→ WHAT THE TASK ASKS
Output every entry exactly as written.

→ DATASET RECORDS
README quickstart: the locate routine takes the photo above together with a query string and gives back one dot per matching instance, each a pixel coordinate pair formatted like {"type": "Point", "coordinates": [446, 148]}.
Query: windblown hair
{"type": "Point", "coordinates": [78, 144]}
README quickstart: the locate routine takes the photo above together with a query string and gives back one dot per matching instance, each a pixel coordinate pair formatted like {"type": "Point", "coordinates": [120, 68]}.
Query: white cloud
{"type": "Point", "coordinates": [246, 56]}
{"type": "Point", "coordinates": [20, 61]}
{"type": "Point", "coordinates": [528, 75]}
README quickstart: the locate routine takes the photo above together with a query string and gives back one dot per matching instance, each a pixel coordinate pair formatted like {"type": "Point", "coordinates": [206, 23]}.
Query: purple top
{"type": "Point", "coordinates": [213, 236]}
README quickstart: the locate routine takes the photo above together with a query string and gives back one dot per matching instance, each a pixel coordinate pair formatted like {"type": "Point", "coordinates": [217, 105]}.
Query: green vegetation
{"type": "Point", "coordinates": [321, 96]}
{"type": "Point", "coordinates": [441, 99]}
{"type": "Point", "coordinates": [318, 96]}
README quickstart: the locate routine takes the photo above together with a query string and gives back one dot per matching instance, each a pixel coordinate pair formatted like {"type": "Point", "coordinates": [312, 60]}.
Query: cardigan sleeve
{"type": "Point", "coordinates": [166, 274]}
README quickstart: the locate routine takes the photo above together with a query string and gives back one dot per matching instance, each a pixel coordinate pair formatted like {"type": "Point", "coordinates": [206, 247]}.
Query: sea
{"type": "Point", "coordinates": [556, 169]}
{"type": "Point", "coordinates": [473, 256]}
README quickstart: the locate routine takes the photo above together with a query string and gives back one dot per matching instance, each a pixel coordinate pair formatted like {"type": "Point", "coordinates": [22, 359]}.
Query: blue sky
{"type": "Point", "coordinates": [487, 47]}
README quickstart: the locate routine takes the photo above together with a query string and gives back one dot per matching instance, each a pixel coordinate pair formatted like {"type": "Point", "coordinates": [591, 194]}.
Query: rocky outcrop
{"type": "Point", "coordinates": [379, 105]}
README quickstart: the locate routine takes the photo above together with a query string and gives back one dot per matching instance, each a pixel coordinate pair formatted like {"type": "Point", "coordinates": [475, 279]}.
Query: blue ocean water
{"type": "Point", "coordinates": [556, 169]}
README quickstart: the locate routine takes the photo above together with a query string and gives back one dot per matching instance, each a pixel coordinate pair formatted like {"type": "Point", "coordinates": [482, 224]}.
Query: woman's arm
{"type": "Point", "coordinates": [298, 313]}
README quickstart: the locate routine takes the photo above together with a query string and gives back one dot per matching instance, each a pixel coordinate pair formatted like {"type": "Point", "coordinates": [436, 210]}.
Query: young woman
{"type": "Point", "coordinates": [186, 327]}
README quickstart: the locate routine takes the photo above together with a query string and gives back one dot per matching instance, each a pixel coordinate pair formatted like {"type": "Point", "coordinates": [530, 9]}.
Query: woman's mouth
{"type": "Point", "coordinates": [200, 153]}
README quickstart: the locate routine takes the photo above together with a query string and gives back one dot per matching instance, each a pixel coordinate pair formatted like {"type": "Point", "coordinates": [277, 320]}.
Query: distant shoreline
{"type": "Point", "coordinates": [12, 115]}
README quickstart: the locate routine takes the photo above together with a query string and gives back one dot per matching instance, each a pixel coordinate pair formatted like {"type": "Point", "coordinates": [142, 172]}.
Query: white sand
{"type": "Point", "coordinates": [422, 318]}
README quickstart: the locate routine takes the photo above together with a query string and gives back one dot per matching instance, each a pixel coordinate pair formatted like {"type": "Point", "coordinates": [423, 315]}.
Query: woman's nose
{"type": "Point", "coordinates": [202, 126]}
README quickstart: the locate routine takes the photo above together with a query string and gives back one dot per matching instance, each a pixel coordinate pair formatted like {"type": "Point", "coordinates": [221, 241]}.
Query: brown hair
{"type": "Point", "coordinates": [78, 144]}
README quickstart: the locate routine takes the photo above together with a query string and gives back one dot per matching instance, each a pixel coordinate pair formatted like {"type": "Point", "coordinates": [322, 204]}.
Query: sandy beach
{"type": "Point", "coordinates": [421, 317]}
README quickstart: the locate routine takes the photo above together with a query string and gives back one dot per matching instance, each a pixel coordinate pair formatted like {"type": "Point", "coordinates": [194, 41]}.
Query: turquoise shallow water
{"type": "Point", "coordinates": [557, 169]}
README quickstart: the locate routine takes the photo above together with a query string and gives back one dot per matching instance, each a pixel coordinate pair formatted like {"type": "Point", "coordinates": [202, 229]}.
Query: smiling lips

→ OUTPUT OF THE EXERCISE
README quickstart: the locate routine takes the photo above together with a query string and gives back one dot per matching instance, each a pixel coordinate pair formatted like {"type": "Point", "coordinates": [446, 148]}.
Query: windblown hair
{"type": "Point", "coordinates": [78, 144]}
README quickstart: the locate routine takes the photo above together with a query string and gives back one dot per matching instance, each a pixel coordinate pair formatted like {"type": "Point", "coordinates": [120, 68]}.
Query: white cloud
{"type": "Point", "coordinates": [246, 56]}
{"type": "Point", "coordinates": [20, 61]}
{"type": "Point", "coordinates": [528, 75]}
README quickstart: the locate routine takes the photo above together with a query string and gives back one dot per matching instance, each a pixel coordinate pair formatted like {"type": "Point", "coordinates": [206, 23]}.
Query: purple top
{"type": "Point", "coordinates": [213, 236]}
README quickstart: the locate routine takes the photo above together with a query string and gives back one dot per matching instance, each a pixel coordinate pair formatted like {"type": "Point", "coordinates": [217, 105]}.
Query: green vegetation
{"type": "Point", "coordinates": [321, 96]}
{"type": "Point", "coordinates": [441, 99]}
{"type": "Point", "coordinates": [318, 96]}
README quickstart: the locate routine takes the photo above together with a query string and gives back one dot per matching instance, each a pixel coordinate pair formatted like {"type": "Point", "coordinates": [312, 60]}.
Query: cardigan sleeve
{"type": "Point", "coordinates": [166, 274]}
README quickstart: the locate routine takes the photo above together with a query string and gives back one dot per matching instance, each a pixel coordinate pair formatted like {"type": "Point", "coordinates": [206, 247]}.
Query: sea
{"type": "Point", "coordinates": [556, 169]}
{"type": "Point", "coordinates": [473, 256]}
README quickstart: the locate routine takes the photo above together with a query string and gives back one dot per matching instance, each a pixel coordinate pair formatted like {"type": "Point", "coordinates": [22, 359]}.
Query: blue sky
{"type": "Point", "coordinates": [487, 47]}
README quickstart: the locate routine takes the photo above together with a query string and gives back one dot per matching instance, each a pixel coordinate pair formatted like {"type": "Point", "coordinates": [591, 194]}.
Query: rocky outcrop
{"type": "Point", "coordinates": [379, 105]}
README quickstart: the locate routine takes the photo above together with a query string and gives back one dot per matching instance, each a pixel coordinate pair formatted like {"type": "Point", "coordinates": [475, 279]}.
Query: blue ocean water
{"type": "Point", "coordinates": [556, 169]}
README quickstart: the locate routine takes the photo above together with a query string and gives back one dot per matching instance, each a pixel coordinate pair formatted like {"type": "Point", "coordinates": [482, 224]}.
Query: woman's arm
{"type": "Point", "coordinates": [298, 313]}
README quickstart: the locate routine takes the photo above together with a query string and gives back one dot per matching instance, each a pixel coordinate pair formatted like {"type": "Point", "coordinates": [436, 210]}.
Query: young woman
{"type": "Point", "coordinates": [186, 327]}
README quickstart: the locate routine takes the photo above together with a query string and gives back one dot per matching instance, each a pixel coordinate pair formatted like {"type": "Point", "coordinates": [530, 9]}.
Query: woman's mouth
{"type": "Point", "coordinates": [200, 153]}
README quickstart: the locate routine takes the photo above together with a query string and gives back one dot per matching instance, each a pixel coordinate pair formatted like {"type": "Point", "coordinates": [277, 320]}.
Query: distant shoreline
{"type": "Point", "coordinates": [12, 115]}
README quickstart: the locate routine takes the photo above together with a query string and gives back one dot per matching instance, each a pixel coordinate pair formatted like {"type": "Point", "coordinates": [142, 172]}.
Query: white sand
{"type": "Point", "coordinates": [422, 318]}
README quickstart: the locate routine takes the photo above together with a query string and gives back one dot per matching instance, each a pixel coordinate pair formatted like {"type": "Point", "coordinates": [423, 315]}.
Query: woman's nose
{"type": "Point", "coordinates": [202, 126]}
README quickstart: the locate routine takes the photo above together with a query string and gives back one dot per matching instance, each a pixel coordinate pair formatted like {"type": "Point", "coordinates": [221, 241]}.
Query: brown hair
{"type": "Point", "coordinates": [78, 144]}
README quickstart: the locate routine takes the photo above together with a query string and gives back one dot per matching instance, each a pixel coordinate pair formatted like {"type": "Point", "coordinates": [322, 204]}.
Query: sandy beach
{"type": "Point", "coordinates": [421, 317]}
README quickstart: the locate routine takes the photo above together with a query string and gives back one dot per matching instance, each a pixel coordinate pair formatted like {"type": "Point", "coordinates": [194, 41]}.
Query: turquoise shallow water
{"type": "Point", "coordinates": [557, 169]}
README quickstart: the locate routine takes the photo above together with a query string and gives back one dot per matching instance, each a pixel coordinate pair formatted like {"type": "Point", "coordinates": [202, 229]}.
Query: smiling lips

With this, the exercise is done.